> [TASKS AND EXERCISES]:
1. In the Kefalonia ferry thread, reproduce the stretch from "Has anyone got" through "with a dog.".
2. In the Kefalonia ferry thread, which company's ferry did ratzakli take from Killini to Poros?

# Ferries to Kefalonia



## ratzakli (May 20, 2012)

Hi again

I'm looking for some more advice please - this time about ferry routes.

I have driven to Kefalonia from the UK a couple of times. Once I went from Ancona and another time from Brindisi. Both of those times I sailed to Patras then drove down to Killini and caught the Strinzis ferry over to Poros.

For the next trip I'm thinking of getting off the ferry at Igoumenitsa and then either driving down to Vasiliki to catch the ferry to Fiskardo or driving to Astakos and getting the ferry to Sami.

Has anyone got any experience of those routes and, if you've done both, which did you prefer?

Thanks

Stuart


----------



## The Grocer (May 30, 2010)

The coast road south from Igoumenitsa is excellent, normally quite quiet. We always use this port driving to-from Messinia as the ferry times are obviously shorter as we travel with a dog.

Part of the way has a new motorway (and no charges).......so don't use sat-nav that may stick to the old road.......
Of course doing this you can also avoid the extortionate toll over the Rio bridge at Patra !


----------



## ratzakli (May 20, 2012)

Thanks Grocer.

We have dogs as well and they would be coming with us on the next driving trip so it makes sense to go for the shortest ferry crossing.


----------



## The Grocer (May 30, 2010)

Ratzakli,

In respect of travelling with dogs, we always use the Euro-tunnel as they can stay in the car with us and of course its only 30 minutes.....the channel ferries insist the dogs get left in the car in the hold......often with random car alarms going off it is too en-steadying for them when alone.

You may already know about the facilities on the Adriatic ferry crossing etc., but we never leave our dog in the kennels. they are in my mind not good. We have in the past booked a per friendly cabin, that works well of course.....camped on board when we have the caravan (even better and a heck of a lot cheaper), and of course in the summer months its not too bad staying on deck in the night......


----------



## Jolly Roger (Dec 4, 2011)

> [SUPPLIED INFORMATION]:
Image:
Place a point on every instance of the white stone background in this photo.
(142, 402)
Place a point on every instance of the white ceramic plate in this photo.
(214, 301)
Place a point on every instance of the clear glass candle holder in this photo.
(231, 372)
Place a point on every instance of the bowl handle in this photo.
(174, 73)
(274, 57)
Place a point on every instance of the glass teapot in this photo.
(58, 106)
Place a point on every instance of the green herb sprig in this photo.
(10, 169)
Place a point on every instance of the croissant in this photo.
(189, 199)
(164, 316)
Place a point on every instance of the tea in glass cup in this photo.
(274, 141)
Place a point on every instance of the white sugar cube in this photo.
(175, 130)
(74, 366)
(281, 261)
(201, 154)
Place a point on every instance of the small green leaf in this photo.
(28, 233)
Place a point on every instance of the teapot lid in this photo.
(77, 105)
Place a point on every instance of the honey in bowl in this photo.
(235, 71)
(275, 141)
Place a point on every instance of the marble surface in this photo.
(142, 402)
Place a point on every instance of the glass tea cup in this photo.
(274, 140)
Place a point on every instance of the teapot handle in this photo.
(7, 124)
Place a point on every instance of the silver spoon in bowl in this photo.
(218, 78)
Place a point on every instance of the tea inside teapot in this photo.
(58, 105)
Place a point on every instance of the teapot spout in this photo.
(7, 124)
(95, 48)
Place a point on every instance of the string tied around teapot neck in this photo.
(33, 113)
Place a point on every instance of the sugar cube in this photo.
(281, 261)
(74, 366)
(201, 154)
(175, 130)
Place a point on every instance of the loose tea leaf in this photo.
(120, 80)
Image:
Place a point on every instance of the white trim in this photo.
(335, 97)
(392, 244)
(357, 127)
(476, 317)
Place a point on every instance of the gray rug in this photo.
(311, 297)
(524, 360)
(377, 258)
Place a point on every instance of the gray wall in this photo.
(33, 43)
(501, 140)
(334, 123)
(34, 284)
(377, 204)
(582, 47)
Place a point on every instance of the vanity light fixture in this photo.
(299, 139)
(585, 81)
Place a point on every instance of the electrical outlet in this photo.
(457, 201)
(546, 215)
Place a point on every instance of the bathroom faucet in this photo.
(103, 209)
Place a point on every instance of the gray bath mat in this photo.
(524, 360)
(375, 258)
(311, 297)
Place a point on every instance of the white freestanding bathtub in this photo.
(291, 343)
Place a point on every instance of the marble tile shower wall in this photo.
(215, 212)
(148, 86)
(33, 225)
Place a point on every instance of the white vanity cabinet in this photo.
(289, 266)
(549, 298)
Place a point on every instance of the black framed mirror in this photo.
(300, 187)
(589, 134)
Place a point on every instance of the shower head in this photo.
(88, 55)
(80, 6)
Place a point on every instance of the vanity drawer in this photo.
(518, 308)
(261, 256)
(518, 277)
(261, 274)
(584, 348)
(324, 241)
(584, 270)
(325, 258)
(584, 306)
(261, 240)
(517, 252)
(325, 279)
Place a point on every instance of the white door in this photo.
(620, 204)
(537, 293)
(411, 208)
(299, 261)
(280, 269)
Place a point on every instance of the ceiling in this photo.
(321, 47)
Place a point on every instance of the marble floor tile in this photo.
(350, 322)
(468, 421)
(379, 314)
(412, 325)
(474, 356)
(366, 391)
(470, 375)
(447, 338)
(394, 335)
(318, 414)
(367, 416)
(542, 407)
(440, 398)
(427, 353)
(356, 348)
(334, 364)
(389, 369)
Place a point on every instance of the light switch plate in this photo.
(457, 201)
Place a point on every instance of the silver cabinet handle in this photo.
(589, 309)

> [ANSWERS TO EACH TASK]:
1.
Has anyone got any experience of those routes and, if you've done both, which did you prefer?

Thanks

Stuart


----------



## The Grocer (May 30, 2010)

The coast road south from Igoumenitsa is excellent, normally quite quiet. We always use this port driving to-from Messinia as the ferry times are obviously shorter as we travel with a dog.

2. Strinzis.